• **Task prompt**: Reproduce all of the data below line for line, leaving out the picture placeholders.

[Records of labeled points]

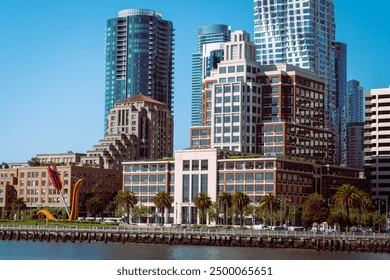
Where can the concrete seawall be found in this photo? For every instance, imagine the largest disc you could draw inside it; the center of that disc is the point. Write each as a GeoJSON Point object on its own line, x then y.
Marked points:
{"type": "Point", "coordinates": [206, 238]}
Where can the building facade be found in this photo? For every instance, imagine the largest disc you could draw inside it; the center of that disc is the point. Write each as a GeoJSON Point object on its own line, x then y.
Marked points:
{"type": "Point", "coordinates": [145, 179]}
{"type": "Point", "coordinates": [340, 51]}
{"type": "Point", "coordinates": [139, 127]}
{"type": "Point", "coordinates": [355, 145]}
{"type": "Point", "coordinates": [377, 142]}
{"type": "Point", "coordinates": [301, 33]}
{"type": "Point", "coordinates": [139, 58]}
{"type": "Point", "coordinates": [355, 102]}
{"type": "Point", "coordinates": [8, 182]}
{"type": "Point", "coordinates": [293, 122]}
{"type": "Point", "coordinates": [69, 158]}
{"type": "Point", "coordinates": [214, 171]}
{"type": "Point", "coordinates": [208, 55]}
{"type": "Point", "coordinates": [35, 187]}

• **The reply**:
Where can the concrete seawall be found in this photo? For every instance, imagine the largest disc you could draw inside it; the center of that disc is the point. Write each as a GeoJSON Point object on its own line, x then y.
Marked points:
{"type": "Point", "coordinates": [206, 238]}
Where can the building facade be found in this photo? For every instance, imagine the largest disc you could draw inside it; the center of that disc is the point. Write each as a GeoJSON Point object on its own line, x then y.
Marked points:
{"type": "Point", "coordinates": [145, 179]}
{"type": "Point", "coordinates": [340, 51]}
{"type": "Point", "coordinates": [139, 127]}
{"type": "Point", "coordinates": [355, 145]}
{"type": "Point", "coordinates": [377, 142]}
{"type": "Point", "coordinates": [301, 33]}
{"type": "Point", "coordinates": [139, 58]}
{"type": "Point", "coordinates": [355, 102]}
{"type": "Point", "coordinates": [8, 182]}
{"type": "Point", "coordinates": [293, 122]}
{"type": "Point", "coordinates": [69, 158]}
{"type": "Point", "coordinates": [214, 171]}
{"type": "Point", "coordinates": [208, 55]}
{"type": "Point", "coordinates": [35, 187]}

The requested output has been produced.